[Document]
━━━━━━━━━━━━━━━━━━━━
GENREALITY

Archive for 'characters'



Saturday, February 28th, 2009 by Jason Pinter
Sim Book

Somebody once told me–apologies for forgetting who–that the longest-running series are the ones with the least character development. I thought about this recently, as I remembered back a meeting with my publisher to discuss plans for my second book, THE GUILTY, as well as long-term plans for future books in my Henry Parker series. One of the things we discussed was “World Building.” Specifically the importance of creating a universe that is constantly evolving, while staying true to the rules the authors has established. While world building is most commonly associated with fantasy and science fiction, it’s an incredibly important aspect for any series, especially a budding one, where the hope is to both entice new readers while sating fans who’ve been there from the beginning. As an author, it goes against creative impulse to begin every book with a “previously on…” in order to let new readers (or forgetful old ones) catch up, yet you have to approach almost every book with the hopes of drawing from both wells.

My fifth novel, THE DARKNESS, is complete, and the fourth, THE FURY, has been in the can for a few months. In these two books I continued the stories of several main and supporting characters from my first three, while adding a few new characters and major subplots into the fray. I’m about to start work on THE INVITED, the sith in the series, and am trying to accomplish the same thing while continuing to make Henry’s story different yet familiar enough to draw in new fans while satisfying long time reader. Only now I have five books worth of characters and stories to draw from. It opens up my characters’ worlds to more possibilities, but also narrows what I can do with them. I’ve set certain rules, established behavioral patterns, and these must be adhered to.

Several years ago I attended the Romantic Times Booklovers convention, and I recall Jim Butcher stating on a panel that when sitting down to write STORM FRONT, he had the Harry Dresden series plotted out through twenty books. Right now I have my series plotted through six, with ideas for seven percolating. I don’t know, at this point, how many books the series will encompass. Part of it depends on readers. I have seven under contract, and if readers are still hungry for more beyond that and my sales figures support it, chances are there will be more. Certainly at some point I’d like to write something non-series, but as long as there are stories to tell with these characters I’m all for keeping them going. But for how long?
━━━━━━━━━━━━━━━━━━━━
[Provided data]
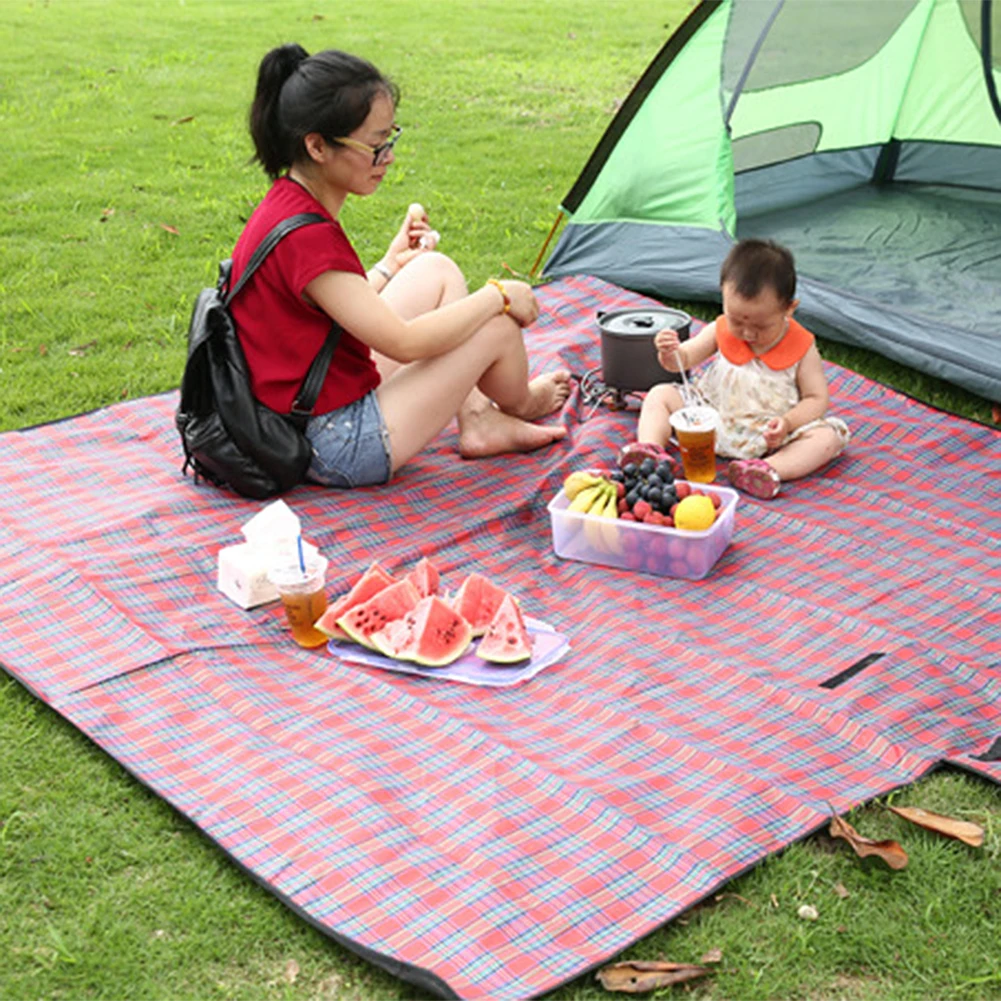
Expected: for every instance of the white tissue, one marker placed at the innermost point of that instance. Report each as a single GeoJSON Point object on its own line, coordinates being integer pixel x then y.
{"type": "Point", "coordinates": [271, 538]}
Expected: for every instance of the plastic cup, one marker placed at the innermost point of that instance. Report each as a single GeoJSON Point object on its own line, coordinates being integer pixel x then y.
{"type": "Point", "coordinates": [303, 597]}
{"type": "Point", "coordinates": [695, 428]}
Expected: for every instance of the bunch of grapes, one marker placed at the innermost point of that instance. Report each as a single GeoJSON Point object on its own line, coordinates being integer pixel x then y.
{"type": "Point", "coordinates": [650, 492]}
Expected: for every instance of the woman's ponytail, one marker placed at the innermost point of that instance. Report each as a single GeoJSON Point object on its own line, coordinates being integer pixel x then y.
{"type": "Point", "coordinates": [330, 93]}
{"type": "Point", "coordinates": [272, 148]}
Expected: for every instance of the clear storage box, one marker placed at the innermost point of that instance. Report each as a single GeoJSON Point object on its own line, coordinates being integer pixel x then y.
{"type": "Point", "coordinates": [650, 549]}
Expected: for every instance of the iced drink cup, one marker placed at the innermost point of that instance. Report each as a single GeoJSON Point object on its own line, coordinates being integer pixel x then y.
{"type": "Point", "coordinates": [304, 599]}
{"type": "Point", "coordinates": [695, 428]}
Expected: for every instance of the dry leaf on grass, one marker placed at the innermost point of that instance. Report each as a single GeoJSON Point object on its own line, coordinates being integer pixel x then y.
{"type": "Point", "coordinates": [889, 851]}
{"type": "Point", "coordinates": [965, 831]}
{"type": "Point", "coordinates": [640, 976]}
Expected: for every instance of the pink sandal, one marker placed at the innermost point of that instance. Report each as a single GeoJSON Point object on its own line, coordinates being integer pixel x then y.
{"type": "Point", "coordinates": [755, 476]}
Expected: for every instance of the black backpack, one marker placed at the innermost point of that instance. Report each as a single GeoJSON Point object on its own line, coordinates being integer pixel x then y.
{"type": "Point", "coordinates": [230, 438]}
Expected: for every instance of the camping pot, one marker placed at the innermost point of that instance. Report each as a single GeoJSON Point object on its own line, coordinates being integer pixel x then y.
{"type": "Point", "coordinates": [629, 357]}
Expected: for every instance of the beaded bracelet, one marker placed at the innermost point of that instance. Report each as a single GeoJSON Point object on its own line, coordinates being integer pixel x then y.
{"type": "Point", "coordinates": [507, 298]}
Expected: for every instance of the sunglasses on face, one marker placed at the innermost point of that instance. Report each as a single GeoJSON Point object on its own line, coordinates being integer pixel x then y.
{"type": "Point", "coordinates": [379, 153]}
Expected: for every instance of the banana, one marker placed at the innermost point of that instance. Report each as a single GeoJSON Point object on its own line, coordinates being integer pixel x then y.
{"type": "Point", "coordinates": [580, 480]}
{"type": "Point", "coordinates": [586, 498]}
{"type": "Point", "coordinates": [595, 527]}
{"type": "Point", "coordinates": [609, 525]}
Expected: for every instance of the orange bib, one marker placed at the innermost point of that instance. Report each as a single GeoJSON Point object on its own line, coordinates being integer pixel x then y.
{"type": "Point", "coordinates": [793, 344]}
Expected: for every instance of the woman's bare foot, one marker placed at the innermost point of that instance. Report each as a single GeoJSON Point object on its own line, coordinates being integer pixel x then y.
{"type": "Point", "coordinates": [485, 430]}
{"type": "Point", "coordinates": [547, 392]}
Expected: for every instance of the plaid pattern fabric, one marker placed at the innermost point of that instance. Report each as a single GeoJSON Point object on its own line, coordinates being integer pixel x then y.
{"type": "Point", "coordinates": [499, 842]}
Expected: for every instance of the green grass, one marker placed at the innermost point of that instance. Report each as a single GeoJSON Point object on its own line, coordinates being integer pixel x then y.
{"type": "Point", "coordinates": [122, 118]}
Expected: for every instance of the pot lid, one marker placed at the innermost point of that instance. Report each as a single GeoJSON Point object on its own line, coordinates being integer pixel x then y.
{"type": "Point", "coordinates": [643, 321]}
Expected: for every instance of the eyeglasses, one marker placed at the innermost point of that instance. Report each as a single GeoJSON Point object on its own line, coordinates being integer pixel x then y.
{"type": "Point", "coordinates": [380, 152]}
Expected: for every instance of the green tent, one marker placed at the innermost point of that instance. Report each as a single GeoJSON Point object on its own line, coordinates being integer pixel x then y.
{"type": "Point", "coordinates": [863, 134]}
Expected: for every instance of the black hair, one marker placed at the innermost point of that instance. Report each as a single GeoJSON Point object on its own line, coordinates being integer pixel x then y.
{"type": "Point", "coordinates": [753, 265]}
{"type": "Point", "coordinates": [330, 92]}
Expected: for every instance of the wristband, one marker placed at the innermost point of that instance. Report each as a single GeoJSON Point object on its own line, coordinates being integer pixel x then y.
{"type": "Point", "coordinates": [507, 298]}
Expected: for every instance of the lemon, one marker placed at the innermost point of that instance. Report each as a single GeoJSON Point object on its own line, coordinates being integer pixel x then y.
{"type": "Point", "coordinates": [695, 514]}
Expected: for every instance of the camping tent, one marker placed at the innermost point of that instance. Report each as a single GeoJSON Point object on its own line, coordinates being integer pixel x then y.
{"type": "Point", "coordinates": [863, 134]}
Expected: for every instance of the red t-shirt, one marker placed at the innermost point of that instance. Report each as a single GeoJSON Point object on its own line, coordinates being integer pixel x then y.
━━━━━━━━━━━━━━━━━━━━
[Requests]
[1] According to the blog post on series world building, through how many books did Jim Butcher say he had plotted the Harry Dresden series when he sat down to write STORM FRONT?
[2] Write the next passage of the blog post on series world building, picking up right after its last sentence, "But for how long?"

[Answers per task]
[1] Twenty books.

[2]
Many authors have written crime series that have gone on for well over ten years, sometimes more and, if anything, are more popular than ever (Michael Connelly’s Harry Bosch, Sue Grafton’s Kinsey Milhone and Janet Evanovich’s Stephanie Plum come to mind). These authors still receive strong reviews for their work, regularly top the bestseller lists, and the books stay fresh. But with so many books in a series, how much character development can there be?

The characters in THE FURY an THE DARKNESS wear their scars, both mental and physical, from the first three books in the series. Yet at some point, in a crime series, if the characters wear their scars on their sleeves to a wholly realistic degree, they’d either be dead or going insane, maybe both. Perhaps Lee Child’s Jack Reacher can get away with this, partly because he’s a badass mofo, but he’s a badass to such a degree that scars (physical, at least) are expected. For characters who are cops, reporters, bounty hunters, or hold any one of numerous other dangerous professions, at some point the odds would catch up to them. If the author establishes that a forensic anthropologist or sports agent can be in fatal danger in every book, the reader accepts that as part of the universe. But that means they accept there is something slightly implausible about that universe as a whole, since I doubt many FAs get their degrees with the expectations of being menaced by murderous psychopaths. For the most part readers are willing to accept these credulity strains, provided the author is conistent within the universe they’ve created.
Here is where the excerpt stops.